- [Problem to solve] In the comments on the BRAIN Project, state which project the person interviewed wanted to compare it to instead of the Human Genome Project.

- [Reading passage]
════════════════════

Mind you, that also opens up tremendous ethical concerns. What alterations are appropriate? How much do we think we should ameliorate through psychopharmocology? What about really driving the locus of control through externals?

Still, the potential we get in solving a series of neurological diseases or dysfunctions is enormous and is worth investing in.

I think you raise an interesting question in that if you cast too wide a net that the lack of focus may not allow us to achieve what we want. I found it interesting that the person I interviewed didn't want to compare the BRAIN Project to the Human Genome Project, but rather to Eisenhauer's Interstate project.

Anyway, I like big dreams and I think big goals get you further then narrow ones. I guess though that that's the artist versus the scientist in me.

And this gets back to my point before. I can do that for all sort of things in terms of listing importances. Why not epigentics, which touches on many human health concerns, including those related to the brain like autism, drug addiction, MS, but also others like cancer and the evolution of some infectious eukaryotes, but also plant biology (which you could talk about having real affects in terms of agriculture).

Why not an effort of sequence epigenomes from some large number of organisms from different species?

What about bio-imaging in general?

Which would have a larger scale impact in terms of the people (i.e. labs) involved in the work AND who would be affected by the data output in the future.

I'm doing work on evolution (looking at rates of non-synonomous mutation rates for different parts of proteins). The human genome benefits me because I can use the human genome in my analysis even though I wasn't involved in any of the original research.

Maybe (but doubtfully), humans will be different than the other organisms I analyze data from, and I'll land on the cover of Science or Nature.

This objective seems as if its going to be directed to funding that will go to a limited number of labs and will then longer term benefit a limited number of labs in terms of the data produced. Even to people that I talk to at R01 schools (which I'm not), this at least appears to give a certain sub-set of labs a boost in basic research dollars at a time when the NIH is saying it doesn't have much money for research period and more of its emphasis is on translational research so even less money to basic research.

I'm not saying that funding this is bad in of to itself, but at a time when a lot of people at R01 schools that have been doing pretty basic NIH funded research for years are losing their funding (or seeing a decrease in their funding by getting fewer grants), this seems like an odd choice.

I know somebody that works on an infectious eukaryote doing pretty basic research that once had 2 NIH grants, but is now done to 1 and is worried about losing that one, where if this was a large scale epigenetic program could apply for funding through it and even if they didn't get it could apply some of the resulting data to their work, which might help them keep/get funding in the future.

I know people in plant biology that are in similar situations.

And this doesn't even get into the non-bio fields.

I generally don't think focus at the political level is probably a good idea because the reasons for the focus tend to be political and therefore not connected to real world or practical out comes. In general, I'd like to see as wide a net cast as possible. I understand for political reasons why it might be useful in terms of public support to need a particular "goal" to gain public support, but this seems awfully narrow.

**EDIT**

The national highway system had a discrete goal (connect the different parts of the country) for practical reasons (mostly national security for Eisehower I believe).

This is not a cure autism or alzheimers initiative. At least at this time, this appears to be dump a bunch money into this one pretty basic research area that might then help with these out comes (autism and alzheimers), while ignoring pretty obvious ethical concerns that are also likely to come up (those that you have raised).

I don't really think they are that comparable.

════════════════════

- [Input data]
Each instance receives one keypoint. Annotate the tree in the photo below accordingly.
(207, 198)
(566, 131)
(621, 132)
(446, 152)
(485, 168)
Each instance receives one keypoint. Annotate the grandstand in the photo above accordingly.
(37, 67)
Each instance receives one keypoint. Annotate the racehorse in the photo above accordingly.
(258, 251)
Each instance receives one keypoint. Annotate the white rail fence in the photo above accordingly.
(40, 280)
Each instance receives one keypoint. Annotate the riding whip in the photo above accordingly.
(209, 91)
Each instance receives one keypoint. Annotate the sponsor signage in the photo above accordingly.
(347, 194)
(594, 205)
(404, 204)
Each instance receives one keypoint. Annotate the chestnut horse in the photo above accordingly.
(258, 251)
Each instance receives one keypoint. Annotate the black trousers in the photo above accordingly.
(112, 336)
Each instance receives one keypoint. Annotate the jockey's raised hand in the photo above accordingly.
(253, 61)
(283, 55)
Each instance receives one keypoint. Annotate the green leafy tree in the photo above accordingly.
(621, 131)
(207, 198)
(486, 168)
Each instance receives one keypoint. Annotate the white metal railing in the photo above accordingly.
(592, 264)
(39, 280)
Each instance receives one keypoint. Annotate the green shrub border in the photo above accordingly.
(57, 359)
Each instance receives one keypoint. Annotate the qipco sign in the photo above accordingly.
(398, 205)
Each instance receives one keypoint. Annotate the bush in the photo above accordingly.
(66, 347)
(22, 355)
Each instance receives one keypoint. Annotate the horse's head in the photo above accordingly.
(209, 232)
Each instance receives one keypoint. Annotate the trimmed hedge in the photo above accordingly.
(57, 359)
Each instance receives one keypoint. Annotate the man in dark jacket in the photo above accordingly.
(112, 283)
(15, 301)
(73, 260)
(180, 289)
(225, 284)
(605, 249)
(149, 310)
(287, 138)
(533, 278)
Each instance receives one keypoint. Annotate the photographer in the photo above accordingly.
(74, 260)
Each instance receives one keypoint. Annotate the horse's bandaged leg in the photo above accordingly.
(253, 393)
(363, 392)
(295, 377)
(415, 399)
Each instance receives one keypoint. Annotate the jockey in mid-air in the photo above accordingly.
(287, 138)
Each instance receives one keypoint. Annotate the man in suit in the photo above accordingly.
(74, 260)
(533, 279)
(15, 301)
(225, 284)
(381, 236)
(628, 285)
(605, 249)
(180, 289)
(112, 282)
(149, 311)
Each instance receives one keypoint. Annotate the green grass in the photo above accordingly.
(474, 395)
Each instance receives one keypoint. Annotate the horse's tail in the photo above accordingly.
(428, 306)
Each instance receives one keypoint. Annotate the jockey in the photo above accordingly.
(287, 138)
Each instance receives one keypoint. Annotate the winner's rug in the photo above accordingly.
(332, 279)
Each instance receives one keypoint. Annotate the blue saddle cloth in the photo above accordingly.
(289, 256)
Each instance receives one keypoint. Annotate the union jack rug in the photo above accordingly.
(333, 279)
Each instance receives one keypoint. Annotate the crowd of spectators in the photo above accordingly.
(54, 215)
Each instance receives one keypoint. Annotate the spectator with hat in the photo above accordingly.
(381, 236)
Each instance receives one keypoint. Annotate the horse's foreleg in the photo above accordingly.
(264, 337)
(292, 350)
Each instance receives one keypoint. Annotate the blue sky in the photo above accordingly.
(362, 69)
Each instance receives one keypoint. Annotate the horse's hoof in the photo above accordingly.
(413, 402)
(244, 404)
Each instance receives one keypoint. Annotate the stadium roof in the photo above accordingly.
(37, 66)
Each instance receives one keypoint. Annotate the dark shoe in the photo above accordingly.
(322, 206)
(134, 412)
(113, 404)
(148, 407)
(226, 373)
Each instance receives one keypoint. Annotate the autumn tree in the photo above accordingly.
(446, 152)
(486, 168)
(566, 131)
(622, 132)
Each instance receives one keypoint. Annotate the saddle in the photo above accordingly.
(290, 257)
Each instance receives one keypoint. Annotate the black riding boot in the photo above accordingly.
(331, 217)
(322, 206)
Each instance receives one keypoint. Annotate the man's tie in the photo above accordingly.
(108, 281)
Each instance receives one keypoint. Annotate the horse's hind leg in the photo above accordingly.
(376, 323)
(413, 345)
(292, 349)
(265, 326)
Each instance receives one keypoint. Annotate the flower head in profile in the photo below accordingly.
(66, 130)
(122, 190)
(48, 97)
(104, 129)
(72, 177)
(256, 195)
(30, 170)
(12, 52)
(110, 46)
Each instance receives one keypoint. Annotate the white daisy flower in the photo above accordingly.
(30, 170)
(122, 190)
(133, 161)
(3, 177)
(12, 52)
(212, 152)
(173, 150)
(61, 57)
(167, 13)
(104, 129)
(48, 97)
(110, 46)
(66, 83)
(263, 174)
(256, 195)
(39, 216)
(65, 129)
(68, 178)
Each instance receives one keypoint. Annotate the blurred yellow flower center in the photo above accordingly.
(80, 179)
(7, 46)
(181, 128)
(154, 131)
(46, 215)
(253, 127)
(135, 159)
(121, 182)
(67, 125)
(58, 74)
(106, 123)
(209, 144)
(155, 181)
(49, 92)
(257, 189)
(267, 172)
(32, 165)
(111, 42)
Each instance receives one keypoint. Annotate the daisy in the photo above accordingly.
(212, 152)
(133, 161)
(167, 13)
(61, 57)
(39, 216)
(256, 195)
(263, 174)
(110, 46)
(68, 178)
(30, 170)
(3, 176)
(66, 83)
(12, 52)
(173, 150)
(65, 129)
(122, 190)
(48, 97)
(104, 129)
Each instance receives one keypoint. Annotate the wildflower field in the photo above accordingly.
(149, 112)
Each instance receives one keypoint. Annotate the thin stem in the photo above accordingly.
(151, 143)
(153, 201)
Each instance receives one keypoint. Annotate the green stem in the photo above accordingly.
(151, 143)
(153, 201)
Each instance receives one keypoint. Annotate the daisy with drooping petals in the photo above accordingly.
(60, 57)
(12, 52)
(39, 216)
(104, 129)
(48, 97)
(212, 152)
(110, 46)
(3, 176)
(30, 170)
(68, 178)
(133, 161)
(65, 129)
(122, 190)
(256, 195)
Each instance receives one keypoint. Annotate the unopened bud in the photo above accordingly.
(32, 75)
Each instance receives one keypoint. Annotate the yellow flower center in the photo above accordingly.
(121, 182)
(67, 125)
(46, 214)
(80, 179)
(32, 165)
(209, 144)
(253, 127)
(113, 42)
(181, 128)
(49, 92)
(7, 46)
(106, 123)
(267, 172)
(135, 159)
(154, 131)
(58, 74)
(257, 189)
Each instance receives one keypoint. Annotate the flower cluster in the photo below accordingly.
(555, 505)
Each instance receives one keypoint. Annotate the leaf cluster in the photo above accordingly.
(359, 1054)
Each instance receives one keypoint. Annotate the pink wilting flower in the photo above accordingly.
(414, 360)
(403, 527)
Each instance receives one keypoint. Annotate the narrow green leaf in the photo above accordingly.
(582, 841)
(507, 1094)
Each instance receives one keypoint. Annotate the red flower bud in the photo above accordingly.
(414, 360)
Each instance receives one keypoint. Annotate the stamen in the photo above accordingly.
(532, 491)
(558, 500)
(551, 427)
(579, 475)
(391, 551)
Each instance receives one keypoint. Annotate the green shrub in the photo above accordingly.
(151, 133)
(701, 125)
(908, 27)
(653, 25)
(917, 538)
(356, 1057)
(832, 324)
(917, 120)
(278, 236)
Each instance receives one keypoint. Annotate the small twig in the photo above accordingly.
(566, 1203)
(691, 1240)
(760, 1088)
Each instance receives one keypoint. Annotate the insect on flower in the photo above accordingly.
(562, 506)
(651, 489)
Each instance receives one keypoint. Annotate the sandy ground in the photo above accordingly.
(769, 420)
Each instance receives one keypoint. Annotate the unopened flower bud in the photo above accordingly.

════════════════════

- [Your solution] Eisenhauer's Interstate project.